#### PREGUNTAS DE ESTUDIO
- A) Resume en dos oraciones el fragmento sobre el cuidado de Juanito.
- B) Según el fragmento sobre el cuidado de Juanito, ¿a qué ciudad ha tenido que viajar muchas veces la hija de quien narra?
- C) Escribe lo que sigue en el fragmento sobre el cuidado de Juanito, a partir de su última oración.

#### FRAGMENTO
◇ ◇ ◇ ◇ ◇ ◇ ◇

Era un martes por la mañana si mal no recuerdo y de pronto me vi ante una disyuntiva. Volteé hacia atrás y hacia adelante; a un lado, al otro; arriba, abajo. Corría o caminaba; paraba en seco, miraba el paso de los autos pero sin despegar mi vista de Juanito. No hallaba si ponerme a llorar o solicitar el apoyo del ejército, al fin y al cabo no estábamos tan lejos.
La verdad ¡Cuánto trabajo estaba costando cuidarlo! Mis baterías se agotaron en un “dos por tres” y las de Juanito, en cambio, parecían estar al cien.
Mi nieto apenas va a cumplir dos años, ¡pero es un diablillo!: Corre y brinca por todos lados; se sienta ya sea en la silla o en la banqueta, en el machuelo o en cualquier bote. Ríe, llora, grita, hace una y mil travesuras y no parece que pierda energías.
No sé cuántas veces me ha tocado cuidarlo. Trato de apoyar a mi hija quien se ha visto precisada a viajar muchas ocasiones a Tepic para atender a Erik, el menor de sus tres hijos, de apenas cuatro meses de nacido.
A veces vamos al área de neonatología del Hospital Central, pero también hemos acudido varias ocasiones al Centro Regional de Desarrollo Infantil – CEREDI – de la colonia Lázaro Cárdenas. No ha sido fácil cuidar a Juanito. Hay que vigilarlo permanentemente para protegerlo de cualquier travesura.

◇ ◇ ◇ ◇ ◇ ◇ ◇

[Entradas de datos almacenadas]
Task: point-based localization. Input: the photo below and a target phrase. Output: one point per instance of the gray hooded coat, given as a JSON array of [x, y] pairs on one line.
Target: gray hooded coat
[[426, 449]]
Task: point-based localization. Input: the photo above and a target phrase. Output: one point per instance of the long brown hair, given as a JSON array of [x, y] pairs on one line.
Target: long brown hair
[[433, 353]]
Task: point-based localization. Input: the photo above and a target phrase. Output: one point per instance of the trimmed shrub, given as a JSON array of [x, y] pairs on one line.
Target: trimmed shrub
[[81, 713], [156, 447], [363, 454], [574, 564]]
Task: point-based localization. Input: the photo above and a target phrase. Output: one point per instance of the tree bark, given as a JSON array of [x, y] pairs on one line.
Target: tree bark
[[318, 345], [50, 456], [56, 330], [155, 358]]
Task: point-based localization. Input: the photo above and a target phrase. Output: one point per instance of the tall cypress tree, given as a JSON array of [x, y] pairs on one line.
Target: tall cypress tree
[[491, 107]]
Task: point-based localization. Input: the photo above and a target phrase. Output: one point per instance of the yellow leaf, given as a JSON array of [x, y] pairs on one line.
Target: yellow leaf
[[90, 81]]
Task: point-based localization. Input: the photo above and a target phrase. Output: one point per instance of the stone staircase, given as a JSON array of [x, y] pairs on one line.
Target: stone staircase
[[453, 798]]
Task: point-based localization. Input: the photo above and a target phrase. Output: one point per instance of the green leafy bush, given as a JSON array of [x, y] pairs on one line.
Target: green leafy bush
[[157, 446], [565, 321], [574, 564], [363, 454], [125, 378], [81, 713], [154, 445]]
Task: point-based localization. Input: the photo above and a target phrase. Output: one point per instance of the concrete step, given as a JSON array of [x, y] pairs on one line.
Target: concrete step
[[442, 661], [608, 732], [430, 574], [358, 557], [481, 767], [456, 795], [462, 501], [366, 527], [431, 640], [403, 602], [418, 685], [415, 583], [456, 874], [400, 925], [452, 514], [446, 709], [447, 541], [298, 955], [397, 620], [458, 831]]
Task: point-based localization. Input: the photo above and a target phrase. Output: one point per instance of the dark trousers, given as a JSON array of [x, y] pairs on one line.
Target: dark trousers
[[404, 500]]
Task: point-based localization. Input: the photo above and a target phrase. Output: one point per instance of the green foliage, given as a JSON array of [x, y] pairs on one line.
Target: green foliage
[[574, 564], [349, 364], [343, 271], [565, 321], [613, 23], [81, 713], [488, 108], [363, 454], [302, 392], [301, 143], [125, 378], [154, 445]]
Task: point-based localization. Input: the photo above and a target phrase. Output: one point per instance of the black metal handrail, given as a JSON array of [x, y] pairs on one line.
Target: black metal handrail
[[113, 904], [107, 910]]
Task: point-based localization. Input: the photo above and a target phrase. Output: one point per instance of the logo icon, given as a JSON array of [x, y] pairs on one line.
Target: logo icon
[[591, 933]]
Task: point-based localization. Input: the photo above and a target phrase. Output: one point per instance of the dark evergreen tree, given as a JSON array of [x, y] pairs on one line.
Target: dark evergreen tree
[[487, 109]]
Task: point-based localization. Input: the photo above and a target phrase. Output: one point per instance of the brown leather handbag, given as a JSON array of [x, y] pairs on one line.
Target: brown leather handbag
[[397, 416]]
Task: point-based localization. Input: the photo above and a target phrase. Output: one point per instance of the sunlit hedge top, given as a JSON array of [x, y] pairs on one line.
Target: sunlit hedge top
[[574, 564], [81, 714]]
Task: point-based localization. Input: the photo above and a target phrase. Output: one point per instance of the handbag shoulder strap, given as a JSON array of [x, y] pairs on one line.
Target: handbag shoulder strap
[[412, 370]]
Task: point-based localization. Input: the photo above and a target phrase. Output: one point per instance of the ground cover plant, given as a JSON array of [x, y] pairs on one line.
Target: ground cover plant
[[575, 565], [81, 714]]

◇ ◇ ◇ ◇ ◇ ◇ ◇

#### RESPUESTAS
- A) Quien narra cuida a su nieto Juanito, que apenas va a cumplir dos años, para apoyar a su hija, que ha tenido que viajar muchas veces a Tepic para atender a Erik, su hijo menor de cuatro meses. No ha sido fácil cuidar a Juanito, pues corre, brinca y hace mil travesuras sin perder energías, y hay que vigilarlo permanentemente.

- B) A Tepic, para atender a Erik.

- C)
La otra vez, mientras esperábamos turno en el CEREDI, corrió hacia el área de juegos infantiles. Se subió a una “estramancia” y se deslizó como doscientas mil setecientas veintitrés veces por las resbaladillas. Quiso abrir las puertas de los consultorios, se metió a los baños, corrió por entre las sillas y, para que no siguiera perturbando el orden opté por sacarlo. “Con una caminada alrededor de la manzana seguro se va a poner en paz”, pensé.
Caminamos toda la cuadra, Juanito corría hacia adelante; luego se regresaba. Se escondía entre los árboles, bajó y subió 500 mil veces las rampas y el chiquillo como si nada. Nos pasamos a la manzana siguiente, le dimos siete vueltas y Juanito continuaba con las pilas llenas…
Después traté de entretenerlo con el celular. Nos metimos a la Explorer. Intenté dormirlo, pero nunca lo conseguí. En cambio, yo por poco y me quedo dormido, cansado, extenuado, totalmente rendido.
Y en el Hospital Central también ha ocurrido lo mismo. Las rampas las sube o las baja como si nada, muchas veces corriendo. Con sus manitas corta hojitas o las recoge del suelo y las arroja a la rejilla. Tengo que andar siempre tras él para que no cometa tantas travesuras. A veces corre hacia la calle y obviamente también me hace correr a mí.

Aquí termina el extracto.